---------- RECORDS FOR THIS EXERCISE

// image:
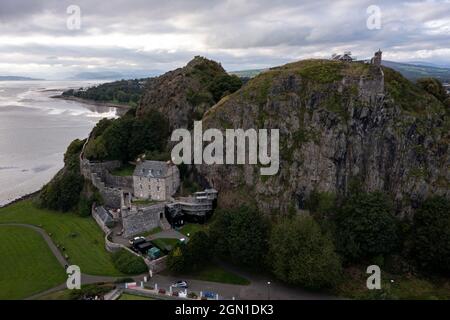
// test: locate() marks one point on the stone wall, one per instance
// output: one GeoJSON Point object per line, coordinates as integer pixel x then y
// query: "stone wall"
{"type": "Point", "coordinates": [124, 183]}
{"type": "Point", "coordinates": [97, 173]}
{"type": "Point", "coordinates": [157, 265]}
{"type": "Point", "coordinates": [112, 246]}
{"type": "Point", "coordinates": [100, 222]}
{"type": "Point", "coordinates": [136, 221]}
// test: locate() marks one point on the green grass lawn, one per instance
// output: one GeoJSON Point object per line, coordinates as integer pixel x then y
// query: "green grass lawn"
{"type": "Point", "coordinates": [165, 243]}
{"type": "Point", "coordinates": [58, 295]}
{"type": "Point", "coordinates": [215, 273]}
{"type": "Point", "coordinates": [27, 266]}
{"type": "Point", "coordinates": [126, 296]}
{"type": "Point", "coordinates": [82, 239]}
{"type": "Point", "coordinates": [124, 171]}
{"type": "Point", "coordinates": [212, 273]}
{"type": "Point", "coordinates": [149, 233]}
{"type": "Point", "coordinates": [191, 228]}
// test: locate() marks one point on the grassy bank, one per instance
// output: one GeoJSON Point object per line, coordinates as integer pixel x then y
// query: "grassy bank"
{"type": "Point", "coordinates": [27, 265]}
{"type": "Point", "coordinates": [79, 238]}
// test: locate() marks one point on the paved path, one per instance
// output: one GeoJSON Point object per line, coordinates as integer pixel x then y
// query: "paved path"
{"type": "Point", "coordinates": [258, 289]}
{"type": "Point", "coordinates": [171, 234]}
{"type": "Point", "coordinates": [85, 278]}
{"type": "Point", "coordinates": [47, 239]}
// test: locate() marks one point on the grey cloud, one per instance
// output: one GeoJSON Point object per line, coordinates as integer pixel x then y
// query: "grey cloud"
{"type": "Point", "coordinates": [240, 34]}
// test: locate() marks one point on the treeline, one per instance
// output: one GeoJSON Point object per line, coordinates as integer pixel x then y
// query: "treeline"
{"type": "Point", "coordinates": [312, 250]}
{"type": "Point", "coordinates": [123, 91]}
{"type": "Point", "coordinates": [68, 190]}
{"type": "Point", "coordinates": [127, 137]}
{"type": "Point", "coordinates": [435, 88]}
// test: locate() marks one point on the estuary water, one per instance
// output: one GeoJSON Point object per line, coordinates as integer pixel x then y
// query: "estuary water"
{"type": "Point", "coordinates": [35, 131]}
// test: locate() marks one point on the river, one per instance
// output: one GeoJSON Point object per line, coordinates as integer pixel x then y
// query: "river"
{"type": "Point", "coordinates": [35, 131]}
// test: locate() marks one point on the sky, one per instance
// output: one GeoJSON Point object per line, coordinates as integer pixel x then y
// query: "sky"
{"type": "Point", "coordinates": [46, 39]}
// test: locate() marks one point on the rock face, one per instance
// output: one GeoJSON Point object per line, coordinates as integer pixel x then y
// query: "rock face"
{"type": "Point", "coordinates": [182, 94]}
{"type": "Point", "coordinates": [342, 126]}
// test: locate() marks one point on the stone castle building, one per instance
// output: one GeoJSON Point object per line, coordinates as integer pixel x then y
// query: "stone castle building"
{"type": "Point", "coordinates": [155, 180]}
{"type": "Point", "coordinates": [376, 60]}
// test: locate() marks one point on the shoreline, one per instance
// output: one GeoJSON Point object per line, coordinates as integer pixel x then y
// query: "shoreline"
{"type": "Point", "coordinates": [24, 197]}
{"type": "Point", "coordinates": [94, 102]}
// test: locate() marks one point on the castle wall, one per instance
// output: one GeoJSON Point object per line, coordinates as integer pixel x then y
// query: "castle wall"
{"type": "Point", "coordinates": [96, 172]}
{"type": "Point", "coordinates": [139, 221]}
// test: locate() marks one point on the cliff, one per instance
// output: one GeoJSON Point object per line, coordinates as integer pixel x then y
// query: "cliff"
{"type": "Point", "coordinates": [184, 94]}
{"type": "Point", "coordinates": [341, 126]}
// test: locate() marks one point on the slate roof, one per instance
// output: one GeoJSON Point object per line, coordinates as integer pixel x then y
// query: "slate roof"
{"type": "Point", "coordinates": [151, 169]}
{"type": "Point", "coordinates": [104, 215]}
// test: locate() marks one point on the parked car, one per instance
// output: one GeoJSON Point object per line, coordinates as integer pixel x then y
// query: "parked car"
{"type": "Point", "coordinates": [137, 240]}
{"type": "Point", "coordinates": [180, 284]}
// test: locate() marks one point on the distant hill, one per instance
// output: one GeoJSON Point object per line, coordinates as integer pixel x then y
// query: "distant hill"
{"type": "Point", "coordinates": [247, 73]}
{"type": "Point", "coordinates": [15, 78]}
{"type": "Point", "coordinates": [408, 70]}
{"type": "Point", "coordinates": [113, 75]}
{"type": "Point", "coordinates": [415, 71]}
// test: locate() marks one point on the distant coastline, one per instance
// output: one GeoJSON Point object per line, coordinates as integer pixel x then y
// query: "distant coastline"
{"type": "Point", "coordinates": [94, 102]}
{"type": "Point", "coordinates": [27, 196]}
{"type": "Point", "coordinates": [16, 78]}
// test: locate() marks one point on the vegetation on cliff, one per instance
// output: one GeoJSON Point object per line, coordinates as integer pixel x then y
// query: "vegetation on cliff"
{"type": "Point", "coordinates": [300, 253]}
{"type": "Point", "coordinates": [185, 94]}
{"type": "Point", "coordinates": [121, 92]}
{"type": "Point", "coordinates": [127, 137]}
{"type": "Point", "coordinates": [63, 192]}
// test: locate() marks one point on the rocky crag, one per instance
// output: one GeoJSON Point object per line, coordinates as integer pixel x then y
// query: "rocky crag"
{"type": "Point", "coordinates": [342, 126]}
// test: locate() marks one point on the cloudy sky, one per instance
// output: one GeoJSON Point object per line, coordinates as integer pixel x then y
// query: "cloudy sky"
{"type": "Point", "coordinates": [149, 36]}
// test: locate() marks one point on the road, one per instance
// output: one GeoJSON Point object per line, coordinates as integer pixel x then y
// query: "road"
{"type": "Point", "coordinates": [258, 289]}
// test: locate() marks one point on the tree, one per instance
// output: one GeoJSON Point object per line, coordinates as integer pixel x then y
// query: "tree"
{"type": "Point", "coordinates": [434, 87]}
{"type": "Point", "coordinates": [175, 260]}
{"type": "Point", "coordinates": [197, 252]}
{"type": "Point", "coordinates": [300, 254]}
{"type": "Point", "coordinates": [431, 235]}
{"type": "Point", "coordinates": [63, 192]}
{"type": "Point", "coordinates": [366, 226]}
{"type": "Point", "coordinates": [242, 235]}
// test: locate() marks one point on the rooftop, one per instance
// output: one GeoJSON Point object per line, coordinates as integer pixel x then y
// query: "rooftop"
{"type": "Point", "coordinates": [151, 169]}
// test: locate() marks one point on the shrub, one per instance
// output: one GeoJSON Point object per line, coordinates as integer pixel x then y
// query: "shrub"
{"type": "Point", "coordinates": [300, 254]}
{"type": "Point", "coordinates": [241, 234]}
{"type": "Point", "coordinates": [431, 235]}
{"type": "Point", "coordinates": [128, 263]}
{"type": "Point", "coordinates": [175, 260]}
{"type": "Point", "coordinates": [434, 87]}
{"type": "Point", "coordinates": [366, 227]}
{"type": "Point", "coordinates": [63, 192]}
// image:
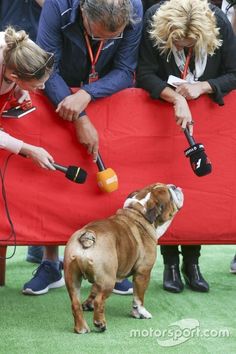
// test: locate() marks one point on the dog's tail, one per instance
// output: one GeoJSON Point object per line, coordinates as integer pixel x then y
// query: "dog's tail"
{"type": "Point", "coordinates": [87, 238]}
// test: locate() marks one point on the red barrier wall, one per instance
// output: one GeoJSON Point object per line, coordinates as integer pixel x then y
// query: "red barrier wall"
{"type": "Point", "coordinates": [141, 142]}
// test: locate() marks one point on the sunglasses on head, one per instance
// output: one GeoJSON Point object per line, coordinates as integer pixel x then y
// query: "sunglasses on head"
{"type": "Point", "coordinates": [95, 38]}
{"type": "Point", "coordinates": [40, 72]}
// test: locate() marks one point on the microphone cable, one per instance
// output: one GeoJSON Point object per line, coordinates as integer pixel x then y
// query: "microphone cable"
{"type": "Point", "coordinates": [4, 197]}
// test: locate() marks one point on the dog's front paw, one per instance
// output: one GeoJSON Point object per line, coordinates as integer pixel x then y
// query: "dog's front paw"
{"type": "Point", "coordinates": [82, 330]}
{"type": "Point", "coordinates": [101, 325]}
{"type": "Point", "coordinates": [140, 312]}
{"type": "Point", "coordinates": [88, 306]}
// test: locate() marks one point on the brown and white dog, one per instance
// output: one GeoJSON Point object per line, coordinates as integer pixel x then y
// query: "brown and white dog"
{"type": "Point", "coordinates": [110, 250]}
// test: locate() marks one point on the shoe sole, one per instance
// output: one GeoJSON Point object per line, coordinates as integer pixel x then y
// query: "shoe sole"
{"type": "Point", "coordinates": [55, 285]}
{"type": "Point", "coordinates": [119, 292]}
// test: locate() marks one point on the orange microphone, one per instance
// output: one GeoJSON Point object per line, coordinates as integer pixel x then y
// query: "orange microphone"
{"type": "Point", "coordinates": [106, 177]}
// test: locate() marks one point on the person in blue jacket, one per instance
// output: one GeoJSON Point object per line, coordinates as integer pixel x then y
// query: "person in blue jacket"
{"type": "Point", "coordinates": [95, 44]}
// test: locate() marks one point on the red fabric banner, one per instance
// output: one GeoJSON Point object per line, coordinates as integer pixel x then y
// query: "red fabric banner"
{"type": "Point", "coordinates": [139, 139]}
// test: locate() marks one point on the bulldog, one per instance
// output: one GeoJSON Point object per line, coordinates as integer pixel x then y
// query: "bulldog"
{"type": "Point", "coordinates": [109, 250]}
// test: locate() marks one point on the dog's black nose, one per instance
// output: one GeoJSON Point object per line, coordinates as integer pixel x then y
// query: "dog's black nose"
{"type": "Point", "coordinates": [172, 186]}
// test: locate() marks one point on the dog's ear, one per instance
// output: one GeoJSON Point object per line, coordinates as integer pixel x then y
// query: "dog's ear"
{"type": "Point", "coordinates": [153, 212]}
{"type": "Point", "coordinates": [131, 195]}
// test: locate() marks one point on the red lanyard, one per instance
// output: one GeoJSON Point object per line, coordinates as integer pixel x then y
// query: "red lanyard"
{"type": "Point", "coordinates": [9, 97]}
{"type": "Point", "coordinates": [184, 72]}
{"type": "Point", "coordinates": [93, 75]}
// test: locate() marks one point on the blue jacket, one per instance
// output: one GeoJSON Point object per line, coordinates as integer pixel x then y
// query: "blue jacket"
{"type": "Point", "coordinates": [22, 14]}
{"type": "Point", "coordinates": [60, 31]}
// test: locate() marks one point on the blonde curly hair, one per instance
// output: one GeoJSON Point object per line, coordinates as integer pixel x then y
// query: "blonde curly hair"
{"type": "Point", "coordinates": [185, 19]}
{"type": "Point", "coordinates": [25, 57]}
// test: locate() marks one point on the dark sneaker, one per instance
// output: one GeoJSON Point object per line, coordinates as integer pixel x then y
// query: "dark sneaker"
{"type": "Point", "coordinates": [34, 254]}
{"type": "Point", "coordinates": [123, 288]}
{"type": "Point", "coordinates": [233, 265]}
{"type": "Point", "coordinates": [47, 277]}
{"type": "Point", "coordinates": [193, 277]}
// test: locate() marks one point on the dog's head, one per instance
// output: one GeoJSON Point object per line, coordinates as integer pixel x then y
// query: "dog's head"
{"type": "Point", "coordinates": [158, 203]}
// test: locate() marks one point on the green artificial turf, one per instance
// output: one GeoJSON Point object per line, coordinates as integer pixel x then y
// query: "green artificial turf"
{"type": "Point", "coordinates": [189, 322]}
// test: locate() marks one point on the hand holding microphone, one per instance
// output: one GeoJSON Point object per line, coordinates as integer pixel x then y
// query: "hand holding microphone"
{"type": "Point", "coordinates": [106, 177]}
{"type": "Point", "coordinates": [200, 164]}
{"type": "Point", "coordinates": [73, 173]}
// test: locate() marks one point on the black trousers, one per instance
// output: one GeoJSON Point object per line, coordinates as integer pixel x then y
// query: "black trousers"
{"type": "Point", "coordinates": [190, 254]}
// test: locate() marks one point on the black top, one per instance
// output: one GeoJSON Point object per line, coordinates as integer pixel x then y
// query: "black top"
{"type": "Point", "coordinates": [220, 72]}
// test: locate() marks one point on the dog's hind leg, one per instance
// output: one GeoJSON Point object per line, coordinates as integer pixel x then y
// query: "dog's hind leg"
{"type": "Point", "coordinates": [99, 307]}
{"type": "Point", "coordinates": [88, 305]}
{"type": "Point", "coordinates": [141, 281]}
{"type": "Point", "coordinates": [73, 279]}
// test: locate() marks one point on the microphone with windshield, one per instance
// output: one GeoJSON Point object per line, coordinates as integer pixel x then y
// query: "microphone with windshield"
{"type": "Point", "coordinates": [73, 173]}
{"type": "Point", "coordinates": [106, 177]}
{"type": "Point", "coordinates": [199, 161]}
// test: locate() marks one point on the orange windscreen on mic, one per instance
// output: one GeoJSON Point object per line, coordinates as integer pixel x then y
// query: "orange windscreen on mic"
{"type": "Point", "coordinates": [107, 180]}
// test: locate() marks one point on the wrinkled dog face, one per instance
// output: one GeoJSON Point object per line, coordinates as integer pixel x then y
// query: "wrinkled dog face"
{"type": "Point", "coordinates": [158, 203]}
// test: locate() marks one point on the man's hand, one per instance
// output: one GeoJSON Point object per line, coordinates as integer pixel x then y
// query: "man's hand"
{"type": "Point", "coordinates": [87, 135]}
{"type": "Point", "coordinates": [39, 155]}
{"type": "Point", "coordinates": [193, 91]}
{"type": "Point", "coordinates": [71, 106]}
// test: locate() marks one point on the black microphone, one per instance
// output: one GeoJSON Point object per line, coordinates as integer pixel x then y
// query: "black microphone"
{"type": "Point", "coordinates": [73, 173]}
{"type": "Point", "coordinates": [199, 161]}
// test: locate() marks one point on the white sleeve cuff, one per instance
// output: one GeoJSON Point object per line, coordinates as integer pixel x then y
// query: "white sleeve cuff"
{"type": "Point", "coordinates": [9, 143]}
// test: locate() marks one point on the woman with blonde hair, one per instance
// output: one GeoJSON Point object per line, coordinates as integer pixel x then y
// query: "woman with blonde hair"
{"type": "Point", "coordinates": [24, 67]}
{"type": "Point", "coordinates": [188, 49]}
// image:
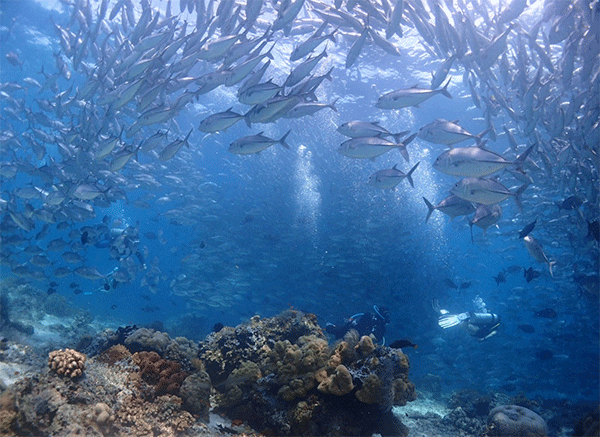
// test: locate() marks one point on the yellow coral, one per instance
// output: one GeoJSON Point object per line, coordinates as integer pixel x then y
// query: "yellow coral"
{"type": "Point", "coordinates": [68, 362]}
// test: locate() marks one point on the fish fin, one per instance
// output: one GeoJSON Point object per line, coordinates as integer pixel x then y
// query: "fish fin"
{"type": "Point", "coordinates": [397, 137]}
{"type": "Point", "coordinates": [430, 207]}
{"type": "Point", "coordinates": [408, 140]}
{"type": "Point", "coordinates": [409, 175]}
{"type": "Point", "coordinates": [282, 140]}
{"type": "Point", "coordinates": [482, 134]}
{"type": "Point", "coordinates": [404, 152]}
{"type": "Point", "coordinates": [522, 157]}
{"type": "Point", "coordinates": [332, 105]}
{"type": "Point", "coordinates": [444, 90]}
{"type": "Point", "coordinates": [518, 193]}
{"type": "Point", "coordinates": [550, 265]}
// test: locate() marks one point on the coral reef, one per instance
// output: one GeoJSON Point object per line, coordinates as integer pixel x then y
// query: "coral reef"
{"type": "Point", "coordinates": [165, 375]}
{"type": "Point", "coordinates": [589, 426]}
{"type": "Point", "coordinates": [195, 393]}
{"type": "Point", "coordinates": [109, 401]}
{"type": "Point", "coordinates": [144, 339]}
{"type": "Point", "coordinates": [68, 362]}
{"type": "Point", "coordinates": [278, 375]}
{"type": "Point", "coordinates": [515, 421]}
{"type": "Point", "coordinates": [281, 376]}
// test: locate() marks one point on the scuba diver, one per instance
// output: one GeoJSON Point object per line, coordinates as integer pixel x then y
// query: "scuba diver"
{"type": "Point", "coordinates": [364, 323]}
{"type": "Point", "coordinates": [480, 325]}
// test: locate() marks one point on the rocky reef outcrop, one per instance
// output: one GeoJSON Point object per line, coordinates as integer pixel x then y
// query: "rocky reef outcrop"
{"type": "Point", "coordinates": [282, 377]}
{"type": "Point", "coordinates": [276, 376]}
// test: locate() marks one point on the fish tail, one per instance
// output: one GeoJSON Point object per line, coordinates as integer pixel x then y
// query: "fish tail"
{"type": "Point", "coordinates": [430, 207]}
{"type": "Point", "coordinates": [409, 175]}
{"type": "Point", "coordinates": [282, 140]}
{"type": "Point", "coordinates": [522, 157]}
{"type": "Point", "coordinates": [444, 90]}
{"type": "Point", "coordinates": [331, 36]}
{"type": "Point", "coordinates": [398, 137]}
{"type": "Point", "coordinates": [518, 201]}
{"type": "Point", "coordinates": [332, 105]}
{"type": "Point", "coordinates": [550, 265]}
{"type": "Point", "coordinates": [481, 135]}
{"type": "Point", "coordinates": [408, 140]}
{"type": "Point", "coordinates": [404, 152]}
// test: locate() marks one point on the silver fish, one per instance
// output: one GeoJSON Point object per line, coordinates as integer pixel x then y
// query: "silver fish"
{"type": "Point", "coordinates": [452, 205]}
{"type": "Point", "coordinates": [390, 178]}
{"type": "Point", "coordinates": [535, 250]}
{"type": "Point", "coordinates": [256, 143]}
{"type": "Point", "coordinates": [446, 132]}
{"type": "Point", "coordinates": [475, 162]}
{"type": "Point", "coordinates": [371, 147]}
{"type": "Point", "coordinates": [409, 97]}
{"type": "Point", "coordinates": [485, 191]}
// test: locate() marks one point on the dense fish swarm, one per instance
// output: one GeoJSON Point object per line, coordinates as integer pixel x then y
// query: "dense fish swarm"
{"type": "Point", "coordinates": [125, 167]}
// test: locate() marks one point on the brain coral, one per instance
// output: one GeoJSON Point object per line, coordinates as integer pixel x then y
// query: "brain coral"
{"type": "Point", "coordinates": [515, 421]}
{"type": "Point", "coordinates": [165, 375]}
{"type": "Point", "coordinates": [68, 362]}
{"type": "Point", "coordinates": [339, 383]}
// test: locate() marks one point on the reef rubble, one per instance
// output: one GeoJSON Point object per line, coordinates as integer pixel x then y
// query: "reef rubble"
{"type": "Point", "coordinates": [272, 376]}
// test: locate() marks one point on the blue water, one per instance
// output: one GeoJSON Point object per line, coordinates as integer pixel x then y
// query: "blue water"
{"type": "Point", "coordinates": [301, 228]}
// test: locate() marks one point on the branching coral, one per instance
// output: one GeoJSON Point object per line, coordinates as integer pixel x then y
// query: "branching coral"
{"type": "Point", "coordinates": [68, 362]}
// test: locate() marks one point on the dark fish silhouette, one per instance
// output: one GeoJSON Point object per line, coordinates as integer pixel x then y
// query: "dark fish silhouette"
{"type": "Point", "coordinates": [450, 283]}
{"type": "Point", "coordinates": [500, 278]}
{"type": "Point", "coordinates": [84, 238]}
{"type": "Point", "coordinates": [593, 230]}
{"type": "Point", "coordinates": [528, 329]}
{"type": "Point", "coordinates": [398, 344]}
{"type": "Point", "coordinates": [531, 274]}
{"type": "Point", "coordinates": [544, 355]}
{"type": "Point", "coordinates": [547, 313]}
{"type": "Point", "coordinates": [527, 229]}
{"type": "Point", "coordinates": [570, 203]}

--------------------

- **PROBLEM REQUIREMENTS**: Reproduce, exactly as they stand in the data above, the lines from the one that holds "banner, one per instance" to the one that holds "the blue jacket, one per instance", inclusive.

- **ANSWER SPACE**:
// test: locate() marks one point on the red fabric banner, one per instance
// output: one GeoJSON Point object per line, coordinates as integer pixel x then y
// query: "red fabric banner"
{"type": "Point", "coordinates": [139, 139]}
// test: locate() marks one point on the bulldog, one per instance
// output: one GeoJSON Point object per line, coordinates as integer pixel x then y
// query: "bulldog"
{"type": "Point", "coordinates": [109, 250]}
// test: locate() marks one point on the dog's black nose, one per instance
// output: one GeoJSON Point object per line, coordinates as integer pixel x then y
// query: "dog's black nose"
{"type": "Point", "coordinates": [172, 186]}
// test: locate() marks one point on the dog's ear, one per instance
// output: one GeoJSON Point object per line, coordinates as integer pixel x then y
// query: "dog's ear"
{"type": "Point", "coordinates": [153, 212]}
{"type": "Point", "coordinates": [131, 195]}
// test: locate() marks one point on the red lanyard, one per instance
// output: one GeoJSON Point object per line, coordinates as integer pixel x then y
// query: "red lanyard"
{"type": "Point", "coordinates": [9, 97]}
{"type": "Point", "coordinates": [184, 72]}
{"type": "Point", "coordinates": [93, 75]}
// test: locate() marks one point on the blue jacket, one per instance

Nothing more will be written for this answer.